TASK INSTRUCTIONS:
Go through the entries below. Copy out every line that contains "queried".

=== Section Start ===

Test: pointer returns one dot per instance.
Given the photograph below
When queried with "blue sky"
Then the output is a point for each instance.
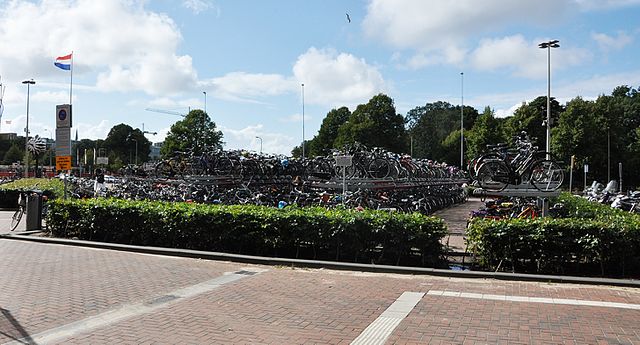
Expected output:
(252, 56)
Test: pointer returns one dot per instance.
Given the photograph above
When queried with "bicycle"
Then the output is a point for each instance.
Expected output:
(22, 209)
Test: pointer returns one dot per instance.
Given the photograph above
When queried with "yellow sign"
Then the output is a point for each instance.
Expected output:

=== Section End ===
=== Section Start ===

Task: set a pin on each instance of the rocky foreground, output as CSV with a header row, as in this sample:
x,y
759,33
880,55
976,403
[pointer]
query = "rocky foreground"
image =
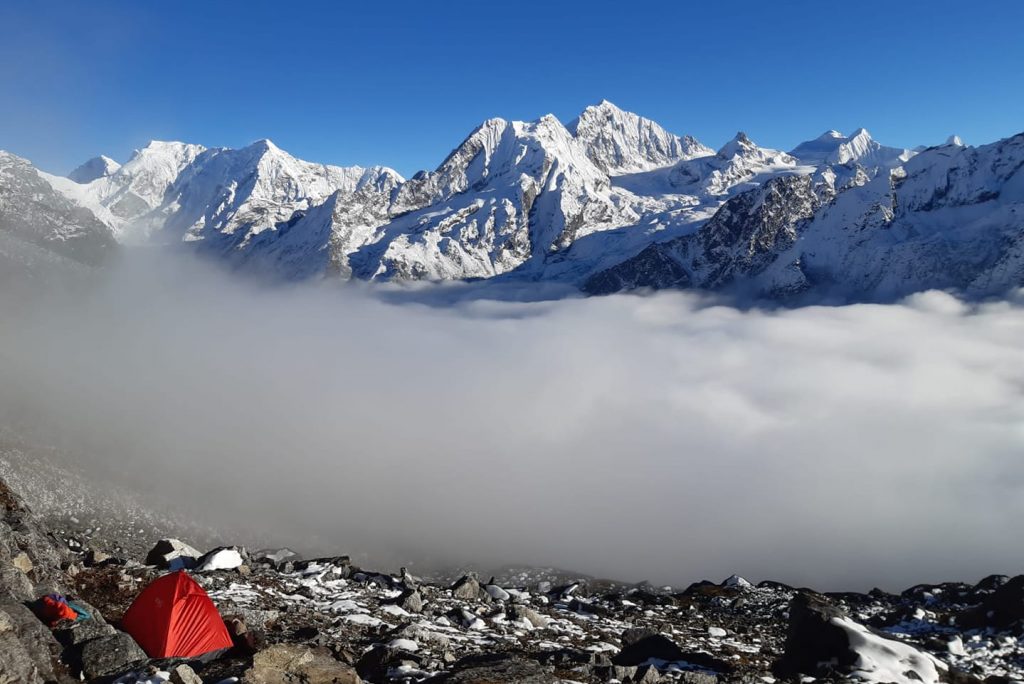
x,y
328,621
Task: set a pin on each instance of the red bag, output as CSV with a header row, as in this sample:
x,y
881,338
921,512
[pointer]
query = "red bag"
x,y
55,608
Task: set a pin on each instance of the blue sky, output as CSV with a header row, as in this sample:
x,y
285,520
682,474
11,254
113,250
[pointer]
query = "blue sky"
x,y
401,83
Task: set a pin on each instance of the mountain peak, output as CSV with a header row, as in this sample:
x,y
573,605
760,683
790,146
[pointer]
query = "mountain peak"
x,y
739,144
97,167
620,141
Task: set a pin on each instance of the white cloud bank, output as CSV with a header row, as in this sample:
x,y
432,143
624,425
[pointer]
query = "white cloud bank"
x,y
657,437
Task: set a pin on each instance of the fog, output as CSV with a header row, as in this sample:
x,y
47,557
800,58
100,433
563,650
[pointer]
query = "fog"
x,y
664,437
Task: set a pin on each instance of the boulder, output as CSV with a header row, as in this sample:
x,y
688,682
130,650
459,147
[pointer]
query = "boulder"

=== Section End ===

RESPONSE BOX:
When queried with "blue sky"
When queried with "bicycle"
When queried with "yellow sign"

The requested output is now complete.